WRITTEN TASK>
Type every record exactly as it appears.

--- START OF AVAILABLE RECORDS ---

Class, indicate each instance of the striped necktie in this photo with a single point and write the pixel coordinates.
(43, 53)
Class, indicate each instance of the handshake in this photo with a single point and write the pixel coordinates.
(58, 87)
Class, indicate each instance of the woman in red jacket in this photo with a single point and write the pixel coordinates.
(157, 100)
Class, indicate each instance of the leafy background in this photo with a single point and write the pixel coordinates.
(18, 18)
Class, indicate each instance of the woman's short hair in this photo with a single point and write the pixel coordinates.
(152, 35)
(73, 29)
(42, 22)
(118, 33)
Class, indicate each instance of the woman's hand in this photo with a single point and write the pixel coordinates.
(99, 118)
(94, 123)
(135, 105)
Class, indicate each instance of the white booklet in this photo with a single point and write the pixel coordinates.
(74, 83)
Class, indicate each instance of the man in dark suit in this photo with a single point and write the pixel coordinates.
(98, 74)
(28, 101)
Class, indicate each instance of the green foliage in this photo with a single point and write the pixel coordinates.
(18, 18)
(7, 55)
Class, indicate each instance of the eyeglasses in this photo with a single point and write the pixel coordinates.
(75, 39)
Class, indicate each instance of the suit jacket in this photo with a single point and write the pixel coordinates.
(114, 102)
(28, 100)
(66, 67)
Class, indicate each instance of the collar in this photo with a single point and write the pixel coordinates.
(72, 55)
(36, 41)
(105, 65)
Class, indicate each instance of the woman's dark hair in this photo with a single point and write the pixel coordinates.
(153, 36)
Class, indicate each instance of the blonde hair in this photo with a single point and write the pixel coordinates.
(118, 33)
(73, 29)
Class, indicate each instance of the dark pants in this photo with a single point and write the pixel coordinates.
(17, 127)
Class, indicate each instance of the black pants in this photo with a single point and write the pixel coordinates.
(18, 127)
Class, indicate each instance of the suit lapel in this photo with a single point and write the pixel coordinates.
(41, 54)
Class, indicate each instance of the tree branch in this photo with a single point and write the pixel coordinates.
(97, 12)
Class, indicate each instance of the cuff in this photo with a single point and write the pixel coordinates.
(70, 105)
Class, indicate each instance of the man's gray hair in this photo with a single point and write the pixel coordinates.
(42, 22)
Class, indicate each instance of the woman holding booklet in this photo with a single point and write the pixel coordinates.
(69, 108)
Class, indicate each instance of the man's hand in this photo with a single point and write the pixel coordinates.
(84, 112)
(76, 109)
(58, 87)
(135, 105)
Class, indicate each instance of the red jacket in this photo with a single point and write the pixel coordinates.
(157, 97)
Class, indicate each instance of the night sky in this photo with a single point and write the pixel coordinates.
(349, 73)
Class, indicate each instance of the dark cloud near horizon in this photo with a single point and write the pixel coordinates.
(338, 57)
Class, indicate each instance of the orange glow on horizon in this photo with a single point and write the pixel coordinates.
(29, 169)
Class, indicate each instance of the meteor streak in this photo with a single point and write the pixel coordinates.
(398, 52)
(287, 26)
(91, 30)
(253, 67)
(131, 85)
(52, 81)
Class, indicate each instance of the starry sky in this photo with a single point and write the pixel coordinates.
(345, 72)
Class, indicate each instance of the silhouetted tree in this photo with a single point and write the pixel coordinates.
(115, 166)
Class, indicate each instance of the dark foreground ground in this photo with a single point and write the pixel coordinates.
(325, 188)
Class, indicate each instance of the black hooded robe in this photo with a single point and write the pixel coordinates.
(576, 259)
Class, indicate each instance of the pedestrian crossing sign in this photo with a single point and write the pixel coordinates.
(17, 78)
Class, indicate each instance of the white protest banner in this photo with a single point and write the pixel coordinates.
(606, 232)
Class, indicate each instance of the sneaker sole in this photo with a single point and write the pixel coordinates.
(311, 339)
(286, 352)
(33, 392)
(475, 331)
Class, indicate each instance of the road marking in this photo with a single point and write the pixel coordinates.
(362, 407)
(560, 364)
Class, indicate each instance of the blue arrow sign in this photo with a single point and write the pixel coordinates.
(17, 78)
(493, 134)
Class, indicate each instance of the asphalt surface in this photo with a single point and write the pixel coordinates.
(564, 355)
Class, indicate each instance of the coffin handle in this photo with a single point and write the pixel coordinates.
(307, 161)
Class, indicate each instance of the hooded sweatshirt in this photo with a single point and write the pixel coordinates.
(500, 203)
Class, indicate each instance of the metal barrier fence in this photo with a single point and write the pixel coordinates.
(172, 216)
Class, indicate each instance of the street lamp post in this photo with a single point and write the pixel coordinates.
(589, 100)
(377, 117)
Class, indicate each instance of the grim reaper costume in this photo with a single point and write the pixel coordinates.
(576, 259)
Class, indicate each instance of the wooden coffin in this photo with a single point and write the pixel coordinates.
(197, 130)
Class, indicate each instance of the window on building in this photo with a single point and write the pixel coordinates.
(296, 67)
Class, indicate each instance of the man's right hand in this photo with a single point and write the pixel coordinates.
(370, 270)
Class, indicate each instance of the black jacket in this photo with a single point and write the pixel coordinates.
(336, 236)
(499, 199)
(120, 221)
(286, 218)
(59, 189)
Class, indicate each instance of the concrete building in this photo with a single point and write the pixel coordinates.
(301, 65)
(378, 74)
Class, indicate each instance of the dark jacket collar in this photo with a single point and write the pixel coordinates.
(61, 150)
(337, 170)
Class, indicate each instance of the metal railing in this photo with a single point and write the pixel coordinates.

--- END OF AVAILABLE RECORDS ---

ANSWER FOR THIS EXERCISE>
Class, indicate each instance of the striped necktie in this photo with a single point and write the pixel coordinates.
(43, 53)
Class, indicate each instance of the handshake in this photo with a single point and write the pixel coordinates.
(58, 87)
Class, indicate each instance of the woman in red jacket in this photo with a single point and write the pixel coordinates.
(157, 100)
Class, indicate each instance of the leafy background in this photo with a single point and write the pixel coordinates.
(18, 18)
Class, indicate each instance of the woman's short hair in this photo with a single point and write the pixel coordinates.
(152, 35)
(73, 29)
(42, 22)
(118, 33)
Class, indicate each instance of the woman's hand in this photo with a single point and write the pixel coordinates.
(99, 118)
(94, 123)
(135, 105)
Class, indicate each instance of the white booklet in this photo with a single point and write the pixel coordinates.
(74, 83)
Class, indicate each instance of the man in dark suit in this photo with a single point and write the pixel coordinates.
(98, 74)
(28, 101)
Class, indicate each instance of the green foliage in this photo with a single point and write the pixel coordinates.
(18, 18)
(7, 55)
Class, indicate each instance of the eyeglasses in this photo with a single point and write the pixel coordinates.
(75, 39)
Class, indicate each instance of the suit jacket in this photo with a single point and write the pixel coordinates.
(114, 102)
(28, 100)
(66, 67)
Class, indicate each instance of the collar in this photo with a single point and write the pixel coordinates.
(72, 55)
(36, 41)
(105, 65)
Class, indicate each instance of the woman's dark hair in this photo with a single point and write the pixel coordinates.
(153, 36)
Class, indicate each instance of the blonde hair in this photo with a single point and write the pixel coordinates.
(118, 33)
(73, 29)
Class, indicate each instance of the dark pants in this photo with a single point and write the pixel coordinates.
(17, 127)
Class, indicate each instance of the black pants in this photo with a single point and write the pixel coordinates.
(18, 127)
Class, indicate each instance of the suit lapel in this photo with a single point and write the pixel coordinates.
(41, 54)
Class, indicate each instance of the tree branch in this photo with a single point and write the pixel coordinates.
(97, 12)
Class, indicate each instance of the cuff in this photo with a single point and write the pixel coordinates.
(70, 105)
Class, indicate each instance of the man's gray hair in this photo with a single point and write the pixel coordinates.
(42, 22)
Class, indicate each instance of the woman holding booklet in this photo with a single point and write the pixel coordinates.
(69, 108)
Class, indicate each instance of the man's hand in this photo with a single point and write the pixel coordinates.
(84, 112)
(76, 109)
(58, 87)
(135, 105)
Class, indicate each instance of the red jacket in this photo with a single point and write the pixel coordinates.
(157, 97)
Class, indicate each instance of the night sky in this photo with a single point and write the pixel coordinates.
(349, 73)
Class, indicate each instance of the dark cloud near horizon in this photo with a single point and write the pixel coordinates.
(338, 57)
Class, indicate each instance of the orange glow on horizon in this photo with a single point and write the pixel coordinates.
(29, 169)
Class, indicate each instance of the meteor streak in this photo with a single point and write the pixel coordinates.
(398, 52)
(287, 26)
(91, 30)
(253, 67)
(131, 85)
(52, 81)
Class, indicate each instance of the starry sky in this photo with a single point and write the pixel coordinates.
(345, 72)
Class, indicate each instance of the silhouetted tree in this photo with a single point and write the pixel coordinates.
(115, 166)
Class, indicate each instance of the dark foreground ground in this photo with a single point and write the pixel coordinates.
(325, 188)
Class, indicate each instance of the black hooded robe in this photo with a single point and write the pixel coordinates.
(576, 259)
Class, indicate each instance of the pedestrian crossing sign in this photo with a single point and write the pixel coordinates.
(17, 78)
Class, indicate each instance of the white protest banner in this photo with a single point and write the pixel coordinates.
(606, 232)
Class, indicate each instance of the sneaker sole in this photo with a single point and write the pixel coordinates.
(311, 339)
(286, 352)
(33, 392)
(475, 331)
Class, indicate each instance of the road marking in this photo with a single point and write the pixel coordinates.
(362, 407)
(560, 364)
Class, indicate each instance of the blue arrow sign in this photo with a single point and write the pixel coordinates.
(17, 78)
(493, 134)
Class, indicate each instance of the asphalt surface in this photo with a single point and write the pixel coordinates.
(564, 355)
Class, indicate each instance of the coffin handle in this photo with a single point and write the pixel coordinates.
(307, 161)
Class, indicate each instance of the hooded sweatshirt in this photo with a single point and write the pixel coordinates.
(500, 203)
Class, indicate each instance of the metal barrier fence in this photo with a single point and write the pixel coordinates.
(172, 216)
Class, indicate each instance of the street lamp post in this photo with a single point and write the pixel coordinates.
(589, 100)
(377, 117)
Class, indicate each instance of the grim reaper costume in this photo with a single point and write the pixel coordinates.
(576, 259)
Class, indicate each instance of the wooden coffin in this photo with a single point and write the pixel coordinates.
(197, 130)
Class, indicate each instance of the window on building in this photo with a single point and write the pixel coordinates.
(296, 67)
Class, indicate each instance of the man's right hand in this photo with a single point and write the pixel coordinates.
(370, 270)
Class, indicate each instance of the black jacket in this photo with a single point and write the pixel coordinates.
(336, 236)
(499, 199)
(120, 221)
(286, 218)
(59, 189)
Class, indicate each instance of the concrete building in this photo with a single point and write the pixel coordinates.
(301, 65)
(378, 74)
Class, indicate each instance of the dark jacket collar in this photo with a single point and write the pixel coordinates.
(61, 150)
(337, 170)
Class, indicate each instance of the metal railing in this photo with a single point and write the pixel coordinates.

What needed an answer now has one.